*TASK DESCRIPTION*: Please reproduce the rows word for word, starting at the first one and ending with the line that contains "point(124, 229)", and leave the pictures out.

*THE INPUT*:

- - - - -

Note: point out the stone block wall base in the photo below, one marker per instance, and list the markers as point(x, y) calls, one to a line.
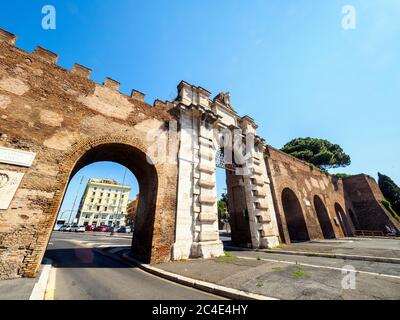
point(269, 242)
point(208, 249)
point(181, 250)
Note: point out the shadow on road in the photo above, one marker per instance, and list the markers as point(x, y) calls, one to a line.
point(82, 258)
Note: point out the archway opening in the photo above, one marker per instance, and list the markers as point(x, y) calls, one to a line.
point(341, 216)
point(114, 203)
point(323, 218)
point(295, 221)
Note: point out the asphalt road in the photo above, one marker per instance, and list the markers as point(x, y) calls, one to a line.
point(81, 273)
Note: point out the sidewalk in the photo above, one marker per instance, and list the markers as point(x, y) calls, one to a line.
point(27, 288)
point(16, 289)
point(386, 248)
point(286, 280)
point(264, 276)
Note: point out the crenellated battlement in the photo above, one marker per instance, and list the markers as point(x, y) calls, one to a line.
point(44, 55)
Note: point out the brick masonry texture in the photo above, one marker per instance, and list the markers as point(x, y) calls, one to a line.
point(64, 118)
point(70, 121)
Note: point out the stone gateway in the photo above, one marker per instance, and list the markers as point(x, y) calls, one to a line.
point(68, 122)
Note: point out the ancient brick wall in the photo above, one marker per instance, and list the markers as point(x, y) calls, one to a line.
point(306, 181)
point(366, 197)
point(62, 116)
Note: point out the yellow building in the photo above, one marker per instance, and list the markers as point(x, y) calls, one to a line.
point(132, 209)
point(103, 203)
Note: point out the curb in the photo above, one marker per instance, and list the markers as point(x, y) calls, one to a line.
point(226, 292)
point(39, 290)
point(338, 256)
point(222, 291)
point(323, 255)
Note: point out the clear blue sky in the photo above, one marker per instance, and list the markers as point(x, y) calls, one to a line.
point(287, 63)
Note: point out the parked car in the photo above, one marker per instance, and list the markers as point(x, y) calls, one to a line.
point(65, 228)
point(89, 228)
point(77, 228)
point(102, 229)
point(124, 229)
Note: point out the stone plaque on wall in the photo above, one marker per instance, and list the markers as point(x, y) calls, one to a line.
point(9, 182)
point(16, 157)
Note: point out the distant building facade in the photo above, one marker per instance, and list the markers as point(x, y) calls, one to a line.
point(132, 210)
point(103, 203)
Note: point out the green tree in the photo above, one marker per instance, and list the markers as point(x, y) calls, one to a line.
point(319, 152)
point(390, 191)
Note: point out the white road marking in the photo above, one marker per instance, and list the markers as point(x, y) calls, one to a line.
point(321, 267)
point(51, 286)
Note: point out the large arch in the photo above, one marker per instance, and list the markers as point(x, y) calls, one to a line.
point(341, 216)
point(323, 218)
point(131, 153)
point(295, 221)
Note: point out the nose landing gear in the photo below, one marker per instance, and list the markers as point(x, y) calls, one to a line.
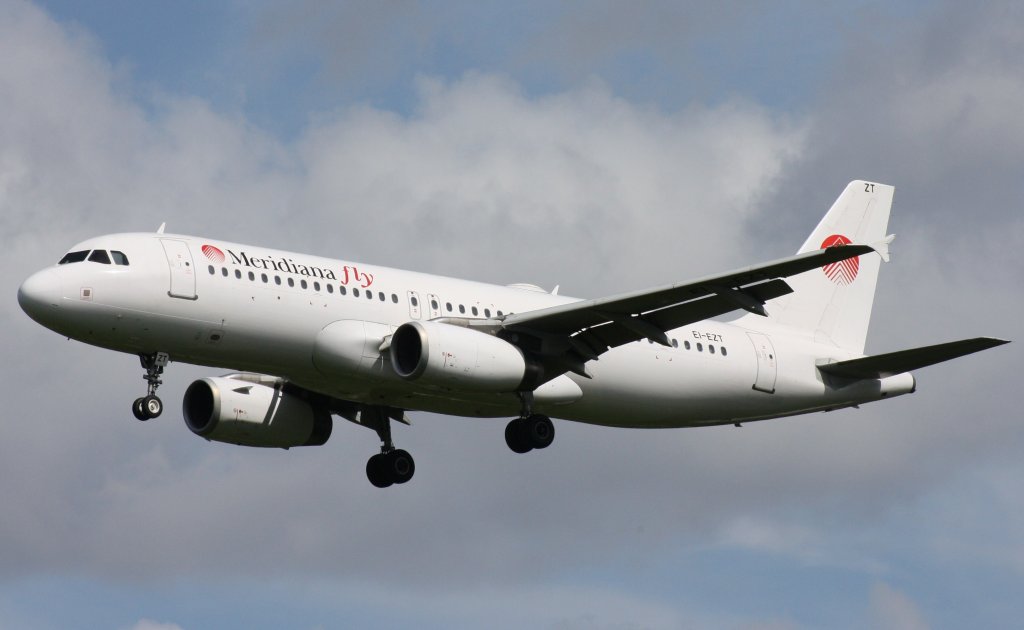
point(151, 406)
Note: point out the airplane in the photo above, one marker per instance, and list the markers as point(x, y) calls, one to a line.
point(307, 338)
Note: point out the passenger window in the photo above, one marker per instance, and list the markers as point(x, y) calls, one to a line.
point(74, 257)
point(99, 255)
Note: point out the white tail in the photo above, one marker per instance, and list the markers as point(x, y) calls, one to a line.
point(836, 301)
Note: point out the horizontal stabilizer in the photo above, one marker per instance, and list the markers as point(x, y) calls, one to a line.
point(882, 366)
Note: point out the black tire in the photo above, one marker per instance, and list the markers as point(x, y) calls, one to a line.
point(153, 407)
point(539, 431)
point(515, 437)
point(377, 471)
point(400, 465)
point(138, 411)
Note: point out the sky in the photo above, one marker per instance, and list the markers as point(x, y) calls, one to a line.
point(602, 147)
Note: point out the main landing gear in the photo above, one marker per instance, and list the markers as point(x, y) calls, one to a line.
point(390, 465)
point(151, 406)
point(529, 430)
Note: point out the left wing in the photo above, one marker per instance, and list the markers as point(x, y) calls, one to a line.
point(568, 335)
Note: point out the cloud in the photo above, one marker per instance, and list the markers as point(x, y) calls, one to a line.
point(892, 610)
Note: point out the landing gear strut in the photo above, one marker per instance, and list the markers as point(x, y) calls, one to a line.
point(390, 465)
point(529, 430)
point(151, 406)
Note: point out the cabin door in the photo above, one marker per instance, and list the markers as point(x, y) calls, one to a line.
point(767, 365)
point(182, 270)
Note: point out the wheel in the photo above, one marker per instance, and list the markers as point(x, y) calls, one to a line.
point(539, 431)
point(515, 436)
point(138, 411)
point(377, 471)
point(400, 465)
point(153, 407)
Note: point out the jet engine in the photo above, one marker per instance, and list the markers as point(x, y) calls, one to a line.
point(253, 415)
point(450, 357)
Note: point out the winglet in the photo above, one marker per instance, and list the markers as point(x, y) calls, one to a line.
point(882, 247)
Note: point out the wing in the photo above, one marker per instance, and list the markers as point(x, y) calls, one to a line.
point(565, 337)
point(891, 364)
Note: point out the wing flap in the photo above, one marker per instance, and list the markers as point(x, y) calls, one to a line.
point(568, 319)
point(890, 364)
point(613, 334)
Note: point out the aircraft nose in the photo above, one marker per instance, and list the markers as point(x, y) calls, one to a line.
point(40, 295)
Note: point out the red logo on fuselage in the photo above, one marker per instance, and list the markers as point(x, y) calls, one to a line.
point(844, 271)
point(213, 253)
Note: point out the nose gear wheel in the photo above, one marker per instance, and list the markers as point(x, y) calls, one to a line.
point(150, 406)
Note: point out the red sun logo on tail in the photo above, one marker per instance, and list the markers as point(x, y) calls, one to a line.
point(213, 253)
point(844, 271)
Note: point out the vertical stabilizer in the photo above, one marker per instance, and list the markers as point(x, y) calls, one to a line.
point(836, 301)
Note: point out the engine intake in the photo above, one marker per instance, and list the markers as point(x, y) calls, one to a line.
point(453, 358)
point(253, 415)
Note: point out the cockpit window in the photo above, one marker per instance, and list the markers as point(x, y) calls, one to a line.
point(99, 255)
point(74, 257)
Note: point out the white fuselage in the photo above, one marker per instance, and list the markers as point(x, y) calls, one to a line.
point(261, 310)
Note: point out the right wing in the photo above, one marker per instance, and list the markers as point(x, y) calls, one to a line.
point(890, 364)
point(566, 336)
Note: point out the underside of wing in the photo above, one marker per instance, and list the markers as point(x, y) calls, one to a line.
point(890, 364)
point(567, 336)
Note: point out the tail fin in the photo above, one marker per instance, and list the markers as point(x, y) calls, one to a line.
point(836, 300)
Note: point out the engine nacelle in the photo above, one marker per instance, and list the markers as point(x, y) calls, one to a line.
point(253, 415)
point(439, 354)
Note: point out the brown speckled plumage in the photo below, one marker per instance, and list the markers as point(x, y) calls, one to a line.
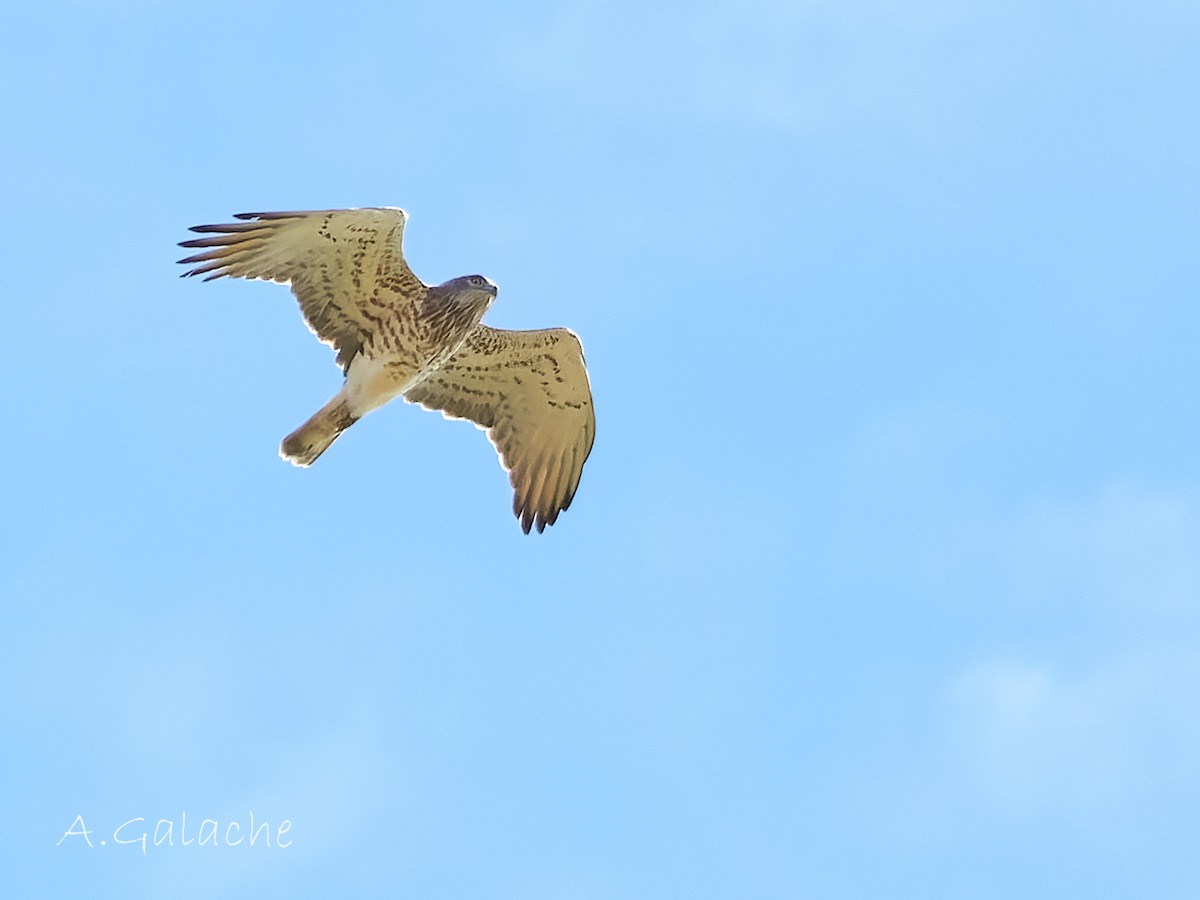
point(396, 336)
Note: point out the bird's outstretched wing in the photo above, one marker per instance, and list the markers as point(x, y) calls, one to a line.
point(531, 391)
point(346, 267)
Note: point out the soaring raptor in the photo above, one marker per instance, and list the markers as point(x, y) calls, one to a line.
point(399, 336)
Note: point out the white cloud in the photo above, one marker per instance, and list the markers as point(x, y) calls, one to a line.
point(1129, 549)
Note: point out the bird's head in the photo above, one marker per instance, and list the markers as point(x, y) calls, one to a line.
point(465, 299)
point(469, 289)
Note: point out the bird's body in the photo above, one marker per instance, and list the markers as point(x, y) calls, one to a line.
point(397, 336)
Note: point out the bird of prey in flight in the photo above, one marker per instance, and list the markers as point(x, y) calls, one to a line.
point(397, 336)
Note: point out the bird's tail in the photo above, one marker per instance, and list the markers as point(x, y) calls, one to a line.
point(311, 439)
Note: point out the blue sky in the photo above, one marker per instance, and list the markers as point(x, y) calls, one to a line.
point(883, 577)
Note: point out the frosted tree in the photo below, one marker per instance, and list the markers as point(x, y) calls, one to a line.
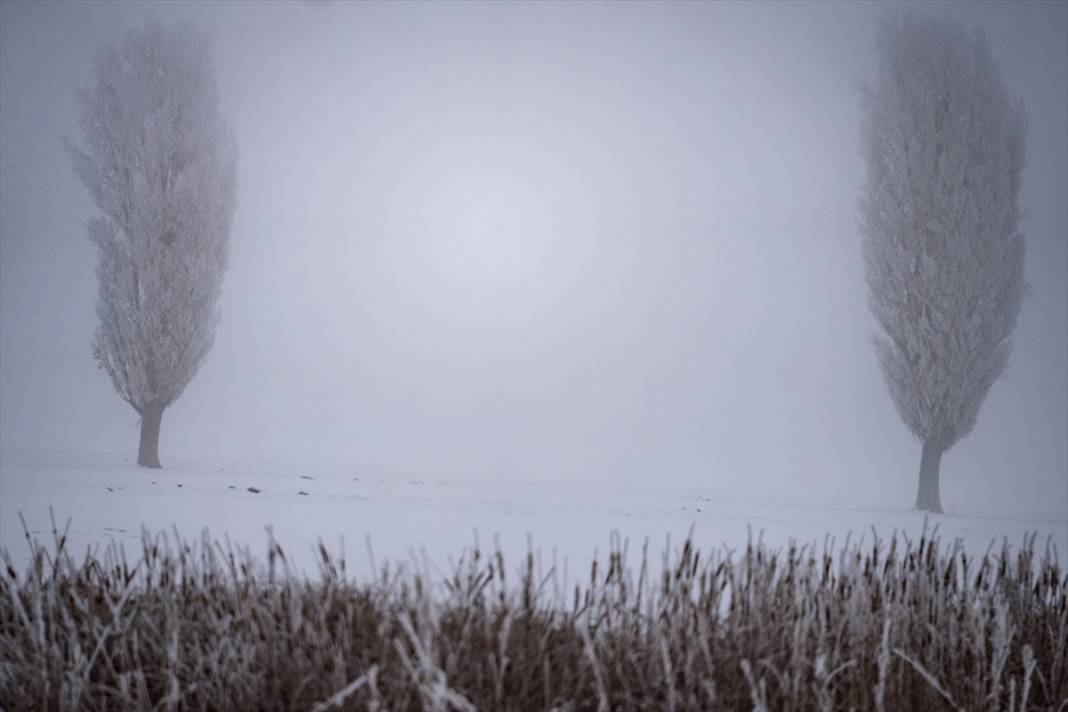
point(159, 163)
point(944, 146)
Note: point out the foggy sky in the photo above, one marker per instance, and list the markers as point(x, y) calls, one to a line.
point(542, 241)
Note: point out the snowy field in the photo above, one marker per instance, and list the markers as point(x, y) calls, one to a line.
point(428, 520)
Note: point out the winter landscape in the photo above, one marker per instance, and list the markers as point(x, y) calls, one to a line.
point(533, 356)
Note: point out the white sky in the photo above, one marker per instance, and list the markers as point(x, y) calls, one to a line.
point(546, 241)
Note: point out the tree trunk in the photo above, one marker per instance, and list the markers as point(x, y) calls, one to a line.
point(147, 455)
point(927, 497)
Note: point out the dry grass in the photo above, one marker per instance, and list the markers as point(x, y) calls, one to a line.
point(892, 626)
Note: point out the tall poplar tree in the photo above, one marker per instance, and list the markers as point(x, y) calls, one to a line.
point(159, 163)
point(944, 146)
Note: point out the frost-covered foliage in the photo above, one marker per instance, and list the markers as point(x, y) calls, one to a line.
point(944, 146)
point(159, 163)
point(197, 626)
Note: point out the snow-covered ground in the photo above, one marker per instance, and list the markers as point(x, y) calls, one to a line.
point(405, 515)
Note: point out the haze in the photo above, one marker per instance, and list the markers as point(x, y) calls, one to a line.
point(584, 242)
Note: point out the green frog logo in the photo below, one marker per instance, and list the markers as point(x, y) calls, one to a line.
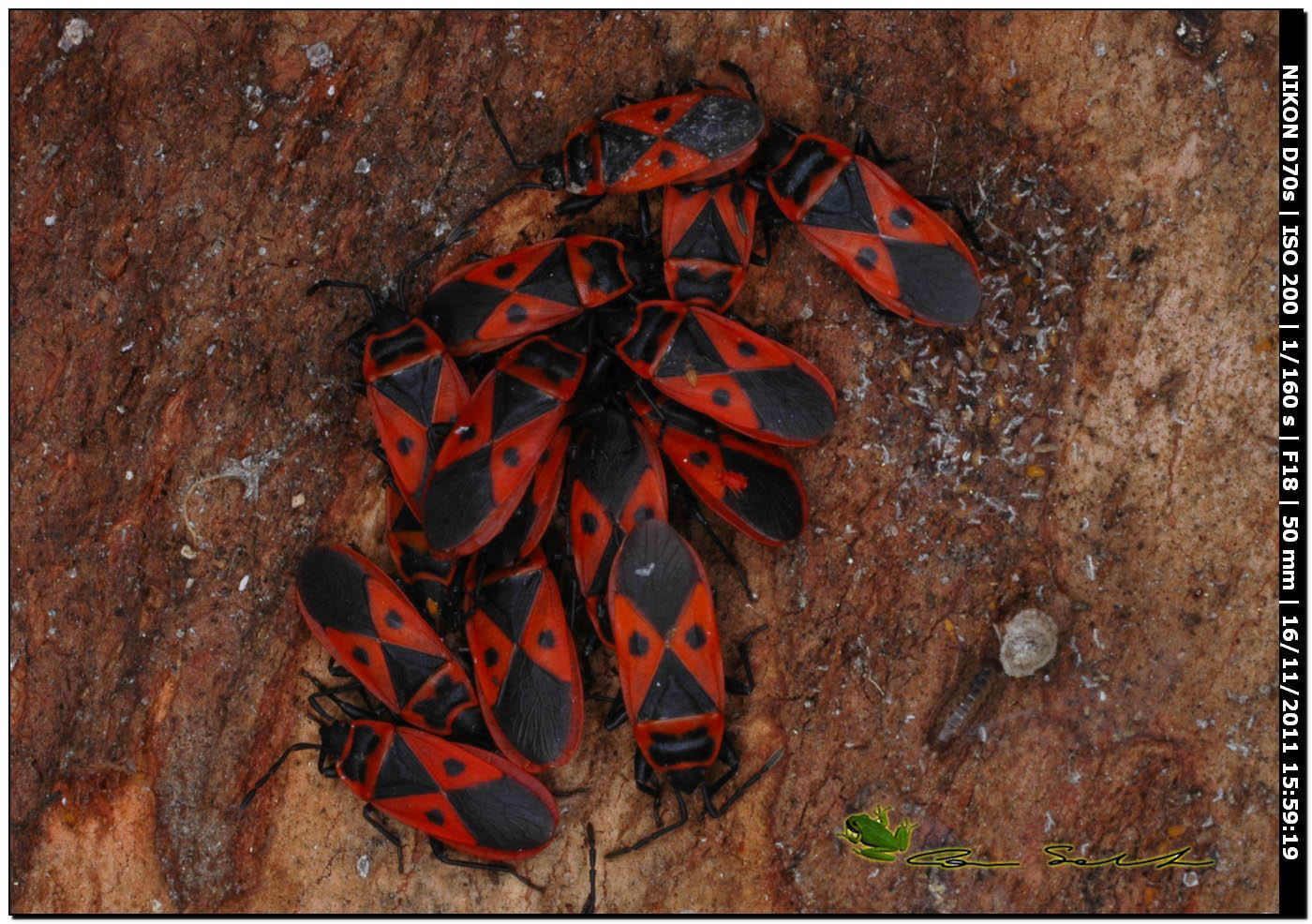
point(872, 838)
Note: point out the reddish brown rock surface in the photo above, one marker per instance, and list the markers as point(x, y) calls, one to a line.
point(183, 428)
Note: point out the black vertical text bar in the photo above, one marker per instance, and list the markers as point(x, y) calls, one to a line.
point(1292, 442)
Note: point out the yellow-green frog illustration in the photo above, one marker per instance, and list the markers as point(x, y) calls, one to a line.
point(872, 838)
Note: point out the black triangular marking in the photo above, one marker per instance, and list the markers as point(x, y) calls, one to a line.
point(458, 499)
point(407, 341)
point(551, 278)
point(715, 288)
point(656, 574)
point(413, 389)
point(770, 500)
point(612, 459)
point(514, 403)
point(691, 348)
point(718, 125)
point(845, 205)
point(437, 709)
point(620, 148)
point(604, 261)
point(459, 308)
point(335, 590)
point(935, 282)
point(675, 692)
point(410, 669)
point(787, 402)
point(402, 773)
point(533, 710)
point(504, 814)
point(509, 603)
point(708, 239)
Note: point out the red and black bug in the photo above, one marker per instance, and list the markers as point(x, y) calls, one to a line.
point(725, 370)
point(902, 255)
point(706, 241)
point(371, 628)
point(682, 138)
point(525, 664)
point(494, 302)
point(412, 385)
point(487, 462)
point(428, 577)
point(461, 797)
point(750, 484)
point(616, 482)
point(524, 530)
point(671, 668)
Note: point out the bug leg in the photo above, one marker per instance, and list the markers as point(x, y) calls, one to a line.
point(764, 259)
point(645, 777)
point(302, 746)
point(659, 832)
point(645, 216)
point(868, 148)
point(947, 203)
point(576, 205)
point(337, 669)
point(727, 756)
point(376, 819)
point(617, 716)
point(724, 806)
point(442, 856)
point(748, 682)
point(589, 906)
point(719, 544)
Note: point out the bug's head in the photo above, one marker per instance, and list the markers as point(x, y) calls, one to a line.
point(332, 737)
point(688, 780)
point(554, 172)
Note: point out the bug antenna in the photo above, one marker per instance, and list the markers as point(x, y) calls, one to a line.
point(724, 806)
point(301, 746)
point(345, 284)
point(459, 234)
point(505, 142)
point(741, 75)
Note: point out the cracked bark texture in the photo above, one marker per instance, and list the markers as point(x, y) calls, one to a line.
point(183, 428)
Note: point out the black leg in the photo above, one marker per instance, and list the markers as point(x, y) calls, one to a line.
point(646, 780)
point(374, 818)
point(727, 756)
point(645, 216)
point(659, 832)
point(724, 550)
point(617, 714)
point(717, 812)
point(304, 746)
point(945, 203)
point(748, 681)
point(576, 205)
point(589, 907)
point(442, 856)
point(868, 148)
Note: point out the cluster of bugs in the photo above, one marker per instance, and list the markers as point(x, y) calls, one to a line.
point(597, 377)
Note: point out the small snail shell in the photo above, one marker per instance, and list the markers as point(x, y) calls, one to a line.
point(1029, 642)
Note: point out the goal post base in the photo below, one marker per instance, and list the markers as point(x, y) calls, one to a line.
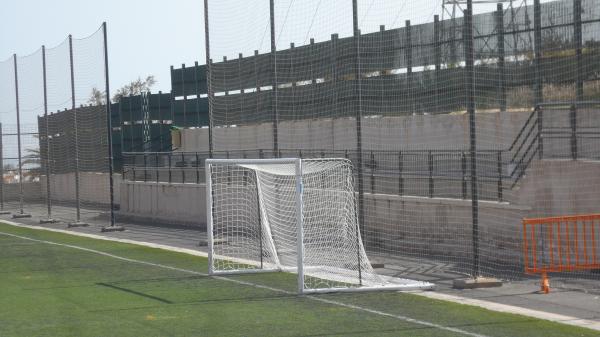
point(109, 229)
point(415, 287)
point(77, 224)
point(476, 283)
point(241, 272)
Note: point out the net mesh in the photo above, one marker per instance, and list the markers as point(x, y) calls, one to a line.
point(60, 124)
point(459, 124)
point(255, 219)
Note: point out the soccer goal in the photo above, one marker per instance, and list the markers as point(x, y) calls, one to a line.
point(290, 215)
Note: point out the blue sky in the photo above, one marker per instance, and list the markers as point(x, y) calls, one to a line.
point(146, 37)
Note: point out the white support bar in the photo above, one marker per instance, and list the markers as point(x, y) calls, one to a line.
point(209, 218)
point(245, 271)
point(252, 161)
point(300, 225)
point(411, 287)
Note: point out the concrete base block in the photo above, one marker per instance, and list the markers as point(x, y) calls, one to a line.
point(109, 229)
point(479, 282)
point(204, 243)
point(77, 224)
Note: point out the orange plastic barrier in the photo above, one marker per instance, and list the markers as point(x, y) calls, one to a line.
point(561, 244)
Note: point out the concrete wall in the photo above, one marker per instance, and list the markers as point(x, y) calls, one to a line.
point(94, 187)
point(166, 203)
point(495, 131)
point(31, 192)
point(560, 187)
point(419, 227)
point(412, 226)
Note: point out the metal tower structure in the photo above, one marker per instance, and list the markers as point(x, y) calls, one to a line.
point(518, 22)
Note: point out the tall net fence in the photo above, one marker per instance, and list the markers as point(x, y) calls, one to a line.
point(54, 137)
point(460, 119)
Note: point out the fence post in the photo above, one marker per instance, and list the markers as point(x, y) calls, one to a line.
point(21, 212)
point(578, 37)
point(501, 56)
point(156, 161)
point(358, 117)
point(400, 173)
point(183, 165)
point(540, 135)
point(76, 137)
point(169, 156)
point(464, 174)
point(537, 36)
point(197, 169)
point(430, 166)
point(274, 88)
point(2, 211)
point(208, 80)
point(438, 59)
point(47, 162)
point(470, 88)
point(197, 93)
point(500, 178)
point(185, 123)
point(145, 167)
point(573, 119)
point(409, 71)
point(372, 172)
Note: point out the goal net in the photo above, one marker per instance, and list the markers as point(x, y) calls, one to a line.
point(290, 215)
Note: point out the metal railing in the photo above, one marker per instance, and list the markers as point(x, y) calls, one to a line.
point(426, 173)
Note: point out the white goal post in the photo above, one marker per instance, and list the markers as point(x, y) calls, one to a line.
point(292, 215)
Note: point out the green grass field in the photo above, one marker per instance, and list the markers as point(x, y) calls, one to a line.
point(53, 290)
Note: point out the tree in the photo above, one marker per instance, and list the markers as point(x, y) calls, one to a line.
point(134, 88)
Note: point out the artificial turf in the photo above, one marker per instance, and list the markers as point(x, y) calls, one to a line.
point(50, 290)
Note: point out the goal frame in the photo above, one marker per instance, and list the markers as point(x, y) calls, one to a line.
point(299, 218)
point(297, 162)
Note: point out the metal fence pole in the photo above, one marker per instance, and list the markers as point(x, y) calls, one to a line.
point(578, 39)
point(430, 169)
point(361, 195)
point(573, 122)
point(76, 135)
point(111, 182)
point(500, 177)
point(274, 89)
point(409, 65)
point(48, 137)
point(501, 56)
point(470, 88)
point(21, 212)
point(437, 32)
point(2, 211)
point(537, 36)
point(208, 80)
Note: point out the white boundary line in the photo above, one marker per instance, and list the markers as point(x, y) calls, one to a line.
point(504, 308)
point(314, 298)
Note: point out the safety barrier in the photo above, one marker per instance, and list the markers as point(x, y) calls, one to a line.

- - - - -

*EXPECTED OUTPUT*:
Note: point out the stone block wall base in the photo below, one marker per instance, and list the markers as point(x, y) calls, one to a line.
point(269, 242)
point(208, 249)
point(181, 250)
Note: point out the shadow on road in the photo above, one marker per instance, and list the markers as point(x, y) calls, one to a line.
point(82, 258)
Note: point out the archway opening in the photo above, one marker per instance, and list the markers as point(x, y) calls, one to a line.
point(341, 216)
point(114, 203)
point(323, 218)
point(295, 221)
Note: point out the asphalt road in the photo above, one marker per instance, and list the markers as point(x, y) calls, one to a line.
point(81, 273)
Note: point out the sidewalk in the photo above, one marker per instance, and list the markers as point(x, y) calls, one to a line.
point(27, 288)
point(16, 289)
point(386, 248)
point(286, 280)
point(264, 276)
Note: point out the crenellated battlement in the photo above, one marker per instance, and list the markers as point(x, y) calls, one to a line.
point(44, 55)
Note: point out the brick masonry texture in the photo above, one marker per instance, and list the markers as point(x, y) calls, one to a line.
point(64, 118)
point(70, 121)
Note: point out the stone gateway in the photo above, one marker per instance, and list the markers as point(x, y) calls, one to a line.
point(68, 122)
Note: point out the ancient brick wall in the photo above, one marker per instance, and list the markers as point(x, y) calls, one to a line.
point(306, 181)
point(366, 197)
point(62, 116)
Note: point out the yellow building in the photo above, one marker per instance, and list the markers as point(x, y) calls, one to a line.
point(132, 209)
point(103, 203)
Note: point out the curb in the photo above, one marker per instance, and list the markers as point(x, y) calls, one to a line.
point(226, 292)
point(39, 290)
point(338, 256)
point(222, 291)
point(323, 255)
Note: point out the clear blue sky in the photo above, one marker per instance, and list the markers as point(x, y) calls, one to a line.
point(287, 63)
Note: point out the parked car in the photo above, one marker per instance, and list the markers as point(x, y) calls, one to a line.
point(65, 228)
point(89, 228)
point(77, 228)
point(102, 229)
point(124, 229)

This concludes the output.